* Assignment *
Type out the data again. Keep every line exactly the same.

● ● ● ● ● ● ●

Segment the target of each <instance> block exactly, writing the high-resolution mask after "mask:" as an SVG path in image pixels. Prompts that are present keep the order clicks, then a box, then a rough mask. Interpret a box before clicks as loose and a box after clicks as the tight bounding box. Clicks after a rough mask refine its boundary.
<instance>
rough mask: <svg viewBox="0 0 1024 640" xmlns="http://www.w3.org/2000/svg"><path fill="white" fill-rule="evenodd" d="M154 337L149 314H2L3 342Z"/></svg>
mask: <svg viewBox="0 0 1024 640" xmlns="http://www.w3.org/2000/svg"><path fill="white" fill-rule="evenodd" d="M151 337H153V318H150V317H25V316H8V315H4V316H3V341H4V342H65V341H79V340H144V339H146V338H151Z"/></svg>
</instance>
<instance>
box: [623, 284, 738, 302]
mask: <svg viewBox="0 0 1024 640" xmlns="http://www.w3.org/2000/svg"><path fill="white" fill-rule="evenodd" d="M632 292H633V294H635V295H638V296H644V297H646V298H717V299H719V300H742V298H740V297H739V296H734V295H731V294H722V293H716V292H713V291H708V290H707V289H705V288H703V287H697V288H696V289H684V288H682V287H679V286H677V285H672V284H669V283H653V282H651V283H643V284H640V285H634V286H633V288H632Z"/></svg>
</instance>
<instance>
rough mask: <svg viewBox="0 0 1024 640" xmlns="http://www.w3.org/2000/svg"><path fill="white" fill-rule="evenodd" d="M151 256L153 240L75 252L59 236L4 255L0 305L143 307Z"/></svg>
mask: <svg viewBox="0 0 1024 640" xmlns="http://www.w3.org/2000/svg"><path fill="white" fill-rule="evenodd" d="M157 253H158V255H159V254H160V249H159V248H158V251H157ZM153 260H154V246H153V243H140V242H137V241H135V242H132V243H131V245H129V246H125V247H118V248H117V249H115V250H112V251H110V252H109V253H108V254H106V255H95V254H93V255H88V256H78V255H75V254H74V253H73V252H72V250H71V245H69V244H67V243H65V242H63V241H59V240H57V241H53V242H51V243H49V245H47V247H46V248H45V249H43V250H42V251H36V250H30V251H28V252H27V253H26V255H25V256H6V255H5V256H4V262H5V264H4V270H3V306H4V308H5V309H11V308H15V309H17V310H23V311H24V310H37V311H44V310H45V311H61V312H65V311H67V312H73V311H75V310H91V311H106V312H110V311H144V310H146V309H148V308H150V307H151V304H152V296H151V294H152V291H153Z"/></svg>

● ● ● ● ● ● ●

* Answer box *
Segment the target of each <instance> block exactly, writing the high-resolution mask after "mask:" as an SVG path in image pixels. Prompts that are present keep the order clicks, then a box, then a rough mask. Interpret a box before clicks as loose and a box after clicks as the tight bounding box. Clicks after a rough mask refine its boundary.
<instance>
rough mask: <svg viewBox="0 0 1024 640" xmlns="http://www.w3.org/2000/svg"><path fill="white" fill-rule="evenodd" d="M154 337L149 314H2L3 342Z"/></svg>
mask: <svg viewBox="0 0 1024 640" xmlns="http://www.w3.org/2000/svg"><path fill="white" fill-rule="evenodd" d="M151 337H153V318H150V317H25V316H8V315H4V316H3V341H4V342H65V341H79V340H144V339H146V338H151Z"/></svg>
</instance>
<instance>
box: [623, 284, 738, 302]
mask: <svg viewBox="0 0 1024 640" xmlns="http://www.w3.org/2000/svg"><path fill="white" fill-rule="evenodd" d="M632 292H633V294H635V295H638V296H644V297H646V298H717V299H719V300H742V298H740V297H739V296H734V295H731V294H722V293H716V292H713V291H708V290H707V289H705V288H703V287H697V288H696V289H684V288H682V287H679V286H677V285H672V284H669V283H653V282H651V283H643V284H640V285H634V286H633V288H632Z"/></svg>
</instance>
<instance>
rough mask: <svg viewBox="0 0 1024 640" xmlns="http://www.w3.org/2000/svg"><path fill="white" fill-rule="evenodd" d="M151 256L153 240L75 252L59 236L4 255L0 305L143 307Z"/></svg>
mask: <svg viewBox="0 0 1024 640" xmlns="http://www.w3.org/2000/svg"><path fill="white" fill-rule="evenodd" d="M157 253H158V255H159V254H160V249H159V248H158V251H157ZM153 260H154V246H153V243H140V242H137V241H135V242H132V243H131V245H129V246H125V247H118V248H117V249H115V250H112V251H110V252H109V253H108V254H106V255H95V254H93V255H88V256H78V255H75V254H74V253H73V252H72V250H71V245H69V244H67V243H65V242H63V241H59V240H57V241H53V242H51V243H49V245H47V247H46V248H45V249H43V250H42V251H36V250H30V251H28V252H27V253H26V255H25V256H6V255H5V256H4V262H5V264H4V270H3V306H4V308H5V309H11V308H15V309H17V310H23V311H24V310H37V311H44V310H45V311H61V312H65V311H67V312H73V311H75V310H91V311H106V312H110V311H144V310H146V309H148V308H150V307H151V304H152V296H151V294H152V291H153Z"/></svg>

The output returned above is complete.